_Material provided_
== == ==

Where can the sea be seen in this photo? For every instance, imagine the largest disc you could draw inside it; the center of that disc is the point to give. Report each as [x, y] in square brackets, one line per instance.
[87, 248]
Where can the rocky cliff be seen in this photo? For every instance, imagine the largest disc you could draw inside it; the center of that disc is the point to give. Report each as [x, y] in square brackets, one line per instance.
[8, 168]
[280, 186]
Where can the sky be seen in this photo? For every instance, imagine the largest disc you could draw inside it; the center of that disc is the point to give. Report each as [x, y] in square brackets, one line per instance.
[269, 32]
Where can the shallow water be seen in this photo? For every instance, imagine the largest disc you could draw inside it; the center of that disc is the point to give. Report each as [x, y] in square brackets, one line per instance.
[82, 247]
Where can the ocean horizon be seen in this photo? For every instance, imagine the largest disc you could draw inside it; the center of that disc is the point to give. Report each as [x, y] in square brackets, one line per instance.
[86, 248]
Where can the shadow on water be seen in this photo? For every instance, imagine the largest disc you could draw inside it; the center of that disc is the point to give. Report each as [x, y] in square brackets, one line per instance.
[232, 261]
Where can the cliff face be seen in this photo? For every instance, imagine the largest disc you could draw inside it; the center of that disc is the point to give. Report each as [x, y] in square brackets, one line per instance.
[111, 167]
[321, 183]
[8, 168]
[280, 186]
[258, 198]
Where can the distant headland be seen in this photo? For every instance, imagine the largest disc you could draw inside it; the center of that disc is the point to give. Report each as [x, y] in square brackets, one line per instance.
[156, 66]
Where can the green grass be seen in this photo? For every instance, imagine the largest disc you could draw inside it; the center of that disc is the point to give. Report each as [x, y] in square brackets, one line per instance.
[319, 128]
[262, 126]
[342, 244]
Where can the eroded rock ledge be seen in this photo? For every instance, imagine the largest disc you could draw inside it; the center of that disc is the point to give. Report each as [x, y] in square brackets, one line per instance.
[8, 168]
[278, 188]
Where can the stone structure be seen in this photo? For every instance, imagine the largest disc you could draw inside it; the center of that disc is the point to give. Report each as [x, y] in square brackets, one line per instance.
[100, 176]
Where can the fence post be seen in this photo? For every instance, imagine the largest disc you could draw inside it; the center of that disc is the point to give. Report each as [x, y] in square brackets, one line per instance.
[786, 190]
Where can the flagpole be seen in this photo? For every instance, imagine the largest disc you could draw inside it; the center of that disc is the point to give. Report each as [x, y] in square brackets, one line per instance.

== == ==

_Work to complete_
Swap "largest disc" for "biggest circle" in the lines from the one holding "Where can the eroded" through the last line above, inclusive, and give only those lines with nothing else changed.

_Solved problem_
Where can the eroded rock ledge be seen in this photo? For every instance, imagine the biggest circle you could draw inside it; the center of that disc is the point to give. Report each as [x, y] in square brackets, one line per instance.
[8, 168]
[278, 188]
Where can the stone structure be seen in this photo? For every instance, imagine the biggest circle you could draw inside it; the center of that disc is the point to give. Report each as [x, y] in square brackets, one line per instance.
[100, 176]
Where can the fence post be seen in this photo? For every instance, imagine the biggest circle you could draw inside it; the center of that disc is the point to give. Report each as [x, y] in square brackets, one line per instance.
[786, 190]
Where can the flagpole be seen in this photo? For every instance, imagine the biggest circle you could draw inside it; the center of that disc is the point to give. Report each as [x, y] in square brackets, one line per instance.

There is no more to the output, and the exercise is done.